> Stated task
Reproduce word for word everything from the line containing "For every instance of the distant" down to the last of the lines below, and leave the pictures out.

> Records supplied
==*==

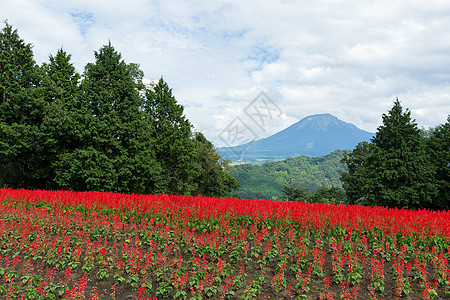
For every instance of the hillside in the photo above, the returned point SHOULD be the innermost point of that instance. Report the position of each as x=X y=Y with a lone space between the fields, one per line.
x=265 y=181
x=315 y=135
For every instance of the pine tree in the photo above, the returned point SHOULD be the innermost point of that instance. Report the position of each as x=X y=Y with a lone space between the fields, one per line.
x=395 y=169
x=172 y=135
x=115 y=147
x=21 y=111
x=438 y=143
x=213 y=179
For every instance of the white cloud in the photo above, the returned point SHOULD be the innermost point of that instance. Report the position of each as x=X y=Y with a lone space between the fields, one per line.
x=351 y=59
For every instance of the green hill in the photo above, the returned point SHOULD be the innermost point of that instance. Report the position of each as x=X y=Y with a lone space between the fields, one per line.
x=266 y=181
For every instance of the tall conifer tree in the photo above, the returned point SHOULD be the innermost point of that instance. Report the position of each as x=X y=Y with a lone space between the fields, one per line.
x=115 y=150
x=20 y=113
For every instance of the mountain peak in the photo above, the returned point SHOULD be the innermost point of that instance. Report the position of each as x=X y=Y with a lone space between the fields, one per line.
x=314 y=135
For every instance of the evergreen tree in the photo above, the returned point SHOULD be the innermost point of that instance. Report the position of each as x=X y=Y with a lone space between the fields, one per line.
x=59 y=88
x=20 y=113
x=357 y=175
x=213 y=179
x=438 y=142
x=172 y=135
x=115 y=145
x=395 y=171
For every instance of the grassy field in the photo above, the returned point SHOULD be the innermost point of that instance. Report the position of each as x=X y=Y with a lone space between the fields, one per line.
x=67 y=245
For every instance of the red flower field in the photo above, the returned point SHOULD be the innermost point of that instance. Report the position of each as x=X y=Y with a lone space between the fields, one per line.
x=92 y=245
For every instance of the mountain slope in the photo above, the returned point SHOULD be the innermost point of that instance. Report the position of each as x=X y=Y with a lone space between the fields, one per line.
x=266 y=181
x=315 y=135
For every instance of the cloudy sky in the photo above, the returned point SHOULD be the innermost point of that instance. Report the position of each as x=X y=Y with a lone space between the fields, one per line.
x=348 y=58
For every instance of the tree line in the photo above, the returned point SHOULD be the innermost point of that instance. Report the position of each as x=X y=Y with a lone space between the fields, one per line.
x=403 y=166
x=102 y=130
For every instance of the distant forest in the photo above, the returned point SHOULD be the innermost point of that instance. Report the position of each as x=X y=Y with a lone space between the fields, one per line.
x=267 y=181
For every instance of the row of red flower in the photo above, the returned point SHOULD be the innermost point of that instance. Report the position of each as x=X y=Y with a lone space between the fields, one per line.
x=309 y=215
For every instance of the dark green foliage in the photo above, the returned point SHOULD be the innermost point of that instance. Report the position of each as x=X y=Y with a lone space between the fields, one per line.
x=20 y=113
x=171 y=133
x=113 y=143
x=266 y=181
x=438 y=142
x=396 y=169
x=213 y=180
x=333 y=195
x=296 y=193
x=105 y=131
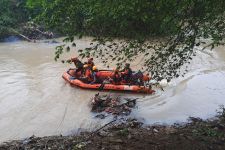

==*==

> Answer for the task
For every instance of the distant forest in the photo above, the returned point SHOULD be the innermost point of that instance. Report the position of each as x=X y=Y with a lone space between the fields, one per line.
x=267 y=181
For every instance of the row of red flower in the photo above, the returned point SHOULD be the innermost point of that instance. Report the position of each as x=X y=Y with a lone space between the fields, one per line.
x=309 y=215
For every instance of the dark green foliage in the photo above, the returned point SHOULD be the innermost point of that instance. Report the position of each as x=X y=Y with a lone space between the fields, one per line.
x=20 y=113
x=171 y=133
x=113 y=143
x=266 y=181
x=438 y=142
x=396 y=169
x=213 y=180
x=333 y=195
x=296 y=193
x=105 y=131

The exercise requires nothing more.